**How to complete this task:** Exact repetition of the data below is required.
■ ■ ■ ■
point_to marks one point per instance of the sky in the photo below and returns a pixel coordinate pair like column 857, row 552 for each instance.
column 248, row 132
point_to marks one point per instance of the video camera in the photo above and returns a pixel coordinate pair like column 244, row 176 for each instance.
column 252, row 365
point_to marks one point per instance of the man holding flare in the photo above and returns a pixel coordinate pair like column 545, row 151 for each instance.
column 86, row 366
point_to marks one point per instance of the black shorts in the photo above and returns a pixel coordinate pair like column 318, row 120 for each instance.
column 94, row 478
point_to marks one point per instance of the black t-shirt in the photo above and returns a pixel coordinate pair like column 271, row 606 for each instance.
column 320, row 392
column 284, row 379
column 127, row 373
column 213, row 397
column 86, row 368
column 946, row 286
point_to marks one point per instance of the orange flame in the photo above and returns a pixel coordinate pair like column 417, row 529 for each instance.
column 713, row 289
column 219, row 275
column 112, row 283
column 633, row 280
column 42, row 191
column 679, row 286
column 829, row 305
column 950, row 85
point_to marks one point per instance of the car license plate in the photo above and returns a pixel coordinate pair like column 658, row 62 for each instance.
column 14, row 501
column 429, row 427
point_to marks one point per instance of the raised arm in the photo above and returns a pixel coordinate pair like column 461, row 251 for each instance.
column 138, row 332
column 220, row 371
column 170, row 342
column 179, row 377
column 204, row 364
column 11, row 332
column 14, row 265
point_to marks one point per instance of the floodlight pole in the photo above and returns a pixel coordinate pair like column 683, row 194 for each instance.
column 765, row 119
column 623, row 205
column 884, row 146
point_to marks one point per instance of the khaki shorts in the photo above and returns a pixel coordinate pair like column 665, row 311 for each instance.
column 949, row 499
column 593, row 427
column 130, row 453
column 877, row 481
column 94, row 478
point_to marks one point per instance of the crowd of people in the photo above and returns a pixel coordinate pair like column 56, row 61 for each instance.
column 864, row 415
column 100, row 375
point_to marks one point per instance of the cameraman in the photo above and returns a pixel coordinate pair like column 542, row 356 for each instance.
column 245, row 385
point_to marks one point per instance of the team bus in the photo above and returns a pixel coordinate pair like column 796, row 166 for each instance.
■ ■ ■ ■
**Solution for this problem:**
point_to marks one point per instance of the sky in the photo below and returns a pixel coordinate pair like column 857, row 552 for each instance.
column 248, row 132
point_to marks one point per instance of the video camera in the photo above and returns a pixel coordinate pair like column 244, row 176 for each instance.
column 252, row 365
point_to marks one point per instance of the man holding flare in the photo above and returns a pixel coordinate pair like column 545, row 151 for each instance.
column 86, row 366
point_to marks one point per instance of the black shorts in the photo above and returns a pixel coordinate pair like column 318, row 120 for each instance.
column 94, row 478
point_to marks one point per instance of the black t-shirt in the photo above and returns a pixel coordinate pair like column 271, row 606 for each instance.
column 320, row 392
column 284, row 379
column 127, row 373
column 213, row 397
column 86, row 368
column 946, row 286
point_to marks one point per instance of the orange flame in the photo above and returns a pixel coordinate pair like column 417, row 529 for each instance.
column 713, row 289
column 219, row 275
column 112, row 283
column 633, row 280
column 42, row 191
column 679, row 286
column 829, row 305
column 950, row 85
point_to marks one point per instance of the car license plate in the photo above and returns a pixel coordinate pair like column 658, row 62 for each instance.
column 14, row 501
column 429, row 427
point_to marks one point per instance of the raised arm in the photo above and returns a pixel coordinate pair like column 461, row 251 for each instance.
column 138, row 332
column 220, row 371
column 170, row 342
column 179, row 377
column 204, row 364
column 11, row 332
column 14, row 265
point_to marks one point per instance of the floodlight pole in the photo above and returns a pixel coordinate pair like column 683, row 194 for each instance.
column 765, row 119
column 623, row 205
column 884, row 146
point_to marks one point per instance of the khaki shorts in the photo above and returns a pixel coordinate pair like column 665, row 311 for each instance.
column 949, row 499
column 593, row 427
column 130, row 453
column 877, row 481
column 94, row 478
point_to marks one point per instance of the crowd of people in the photo above and returns a pixel coordinate pair like column 56, row 61 for each instance.
column 864, row 415
column 100, row 375
point_to marks one point per instance of the cameraman in the photo above and returns a pixel coordinate pair like column 542, row 356 for each instance.
column 245, row 385
point_to marks one point per instance of the team bus in the photo above and returns a pixel coordinate pair like column 796, row 166 for each instance.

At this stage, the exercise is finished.